• _Task set_:
1. Reproduce the stretch of the memory manager patch from "The idea that" through "memory blocks accordingly." word for word.
2. Extend the memory manager patch, picking up right after its last line.

• _Quoted passage_:

From b965502c495ecdfdc0b24cbcdeff9bba24174cc1 Mon Sep 17 00:00:00 2001
From: Artyom Lukianov <alukiano@redhat.com>
Date: Wed, 17 Feb 2021 17:19:16 +0200
Subject: [PATCH] memory manager: re-use the memory allocated for init
 containers

The idea that during allocation phase we will:

- during call to `Allocate` and `GetTopologyHints`  we will take into account the init containers reusable memory,
which means that we will re-use the memory and update container memory blocks accordingly.
For example for the pod with two init containers that requested: 1Gi and 2Gi,
and app container that requested 4Gi, we can re-use 2Gi of memory.

Signed-off-by: Artyom Lukianov <alukiano@redhat.com>
---
 pkg/kubelet/cm/memorymanager/policy_static.go | 258 ++++++++++++++----
 1 file changed, 210 insertions(+), 48 deletions(-)

diff --git a/pkg/kubelet/cm/memorymanager/policy_static.go b/pkg/kubelet/cm/memorymanager/policy_static.go
index 1767e77bc35..333860188c8 100644
--- a/pkg/kubelet/cm/memorymanager/policy_static.go
+++ b/pkg/kubelet/cm/memorymanager/policy_static.go
@@ -36,6 +36,7 @@ import (
 const policyTypeStatic policyType = "Static"

• _Recorded information_:
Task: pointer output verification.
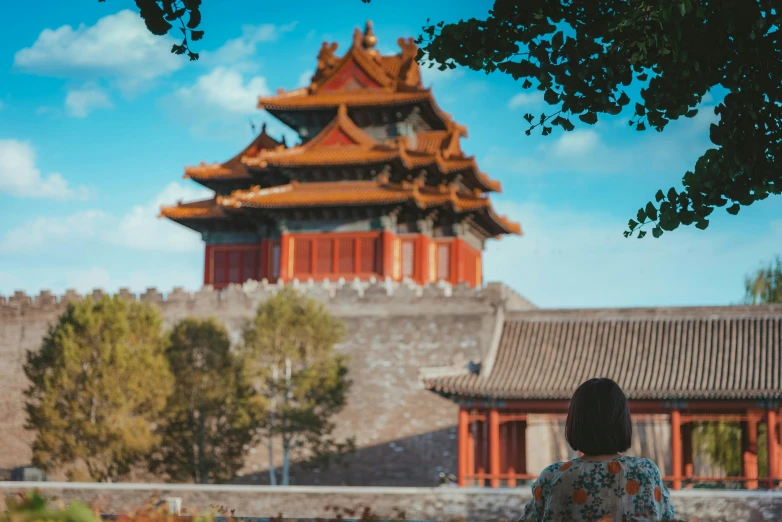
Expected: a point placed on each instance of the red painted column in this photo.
(456, 261)
(687, 451)
(424, 243)
(749, 460)
(771, 445)
(286, 257)
(676, 448)
(463, 442)
(208, 265)
(387, 253)
(494, 447)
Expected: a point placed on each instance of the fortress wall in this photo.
(405, 435)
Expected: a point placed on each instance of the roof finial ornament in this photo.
(370, 40)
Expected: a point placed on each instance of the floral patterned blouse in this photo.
(625, 489)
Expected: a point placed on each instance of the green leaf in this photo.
(651, 211)
(557, 40)
(588, 117)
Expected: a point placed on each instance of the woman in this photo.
(602, 484)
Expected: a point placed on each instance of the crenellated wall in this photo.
(405, 435)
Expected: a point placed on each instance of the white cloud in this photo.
(20, 177)
(118, 46)
(141, 228)
(526, 100)
(581, 259)
(138, 229)
(243, 48)
(224, 90)
(80, 102)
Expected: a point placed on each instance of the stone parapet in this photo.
(339, 294)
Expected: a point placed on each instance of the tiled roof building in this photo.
(379, 186)
(698, 364)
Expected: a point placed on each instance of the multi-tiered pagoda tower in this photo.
(379, 186)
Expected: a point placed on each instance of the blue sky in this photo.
(98, 120)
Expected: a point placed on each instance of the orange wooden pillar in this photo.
(687, 451)
(208, 265)
(494, 447)
(676, 448)
(749, 451)
(387, 251)
(286, 257)
(771, 445)
(424, 246)
(463, 443)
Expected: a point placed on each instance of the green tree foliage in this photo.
(721, 442)
(99, 383)
(584, 56)
(765, 286)
(290, 359)
(209, 416)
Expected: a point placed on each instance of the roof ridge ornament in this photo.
(370, 40)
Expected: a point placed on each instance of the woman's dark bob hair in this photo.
(598, 419)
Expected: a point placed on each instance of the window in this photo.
(235, 264)
(368, 255)
(443, 261)
(347, 256)
(302, 256)
(408, 259)
(275, 261)
(324, 263)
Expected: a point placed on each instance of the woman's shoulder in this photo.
(641, 464)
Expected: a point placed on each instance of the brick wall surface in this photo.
(416, 503)
(405, 435)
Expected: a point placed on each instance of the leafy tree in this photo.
(209, 415)
(99, 383)
(584, 56)
(721, 442)
(765, 286)
(290, 359)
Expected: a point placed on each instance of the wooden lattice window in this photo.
(443, 261)
(324, 262)
(408, 259)
(234, 264)
(302, 256)
(347, 256)
(368, 255)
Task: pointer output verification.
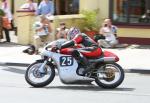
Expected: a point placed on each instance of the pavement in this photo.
(134, 58)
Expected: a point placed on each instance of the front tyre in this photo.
(109, 76)
(37, 79)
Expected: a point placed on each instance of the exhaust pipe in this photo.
(103, 59)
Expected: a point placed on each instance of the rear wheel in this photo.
(37, 79)
(109, 76)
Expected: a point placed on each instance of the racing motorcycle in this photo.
(105, 72)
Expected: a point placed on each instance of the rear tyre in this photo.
(35, 78)
(109, 76)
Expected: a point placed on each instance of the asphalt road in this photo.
(14, 89)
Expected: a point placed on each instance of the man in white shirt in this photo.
(43, 30)
(109, 32)
(29, 5)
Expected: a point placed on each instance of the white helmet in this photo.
(72, 32)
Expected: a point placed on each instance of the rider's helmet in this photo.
(72, 33)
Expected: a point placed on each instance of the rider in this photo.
(89, 48)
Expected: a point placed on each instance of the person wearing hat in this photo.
(61, 31)
(43, 30)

• _Outputs in order_:
1.
The idea that during allocation phase we will:

- during call to `Allocate` and `GetTopologyHints`  we will take into account the init containers reusable memory,
which means that we will re-use the memory and update container memory blocks accordingly.

2.
 type systemReservedMemory map[int]map[v1.ResourceName]uint64
+type reusableMemory map[string]map[string]map[v1.ResourceName]uint64
 
 // staticPolicy is implementation of the policy interface for the static policy
 type staticPolicy struct {
@@ -45,6 +46,8 @@ type staticPolicy struct {
 	systemReserved systemReservedMemory
 	// topology manager reference to get container Topology affinity
 	affinity topologymanager.Store
+	// initContainersReusableMemory contains the memory allocated for init containers that can be reused
+	initContainersReusableMemory reusableMemory
 }
 
 var _ Policy = &staticPolicy{}
@@ -65,9 +68,10 @@ func NewPolicyStatic(machineInfo *cadvisorapi.MachineInfo, reserved systemReserv
 	}
 
 	return &staticPolicy{
-		machineInfo:    machineInfo,
-		systemReserved: reserved,
-		affinity:       affinity,
+		machineInfo:                  machineInfo,
+		systemReserved:               reserved,
+		affinity:                     affinity,
+		initContainersReusableMemory: reusableMemory{},
 	}, nil
 }
 
@@ -90,14 +94,17 @@ func (p *staticPolicy) Allocate(s state.State, pod *v1.Pod, container *v1.Contai
 		return nil
 	}
 
+	podUID := string(pod.UID)
 	klog.InfoS("Allocate", "pod", klog.KObj(pod), "containerName", container.Name)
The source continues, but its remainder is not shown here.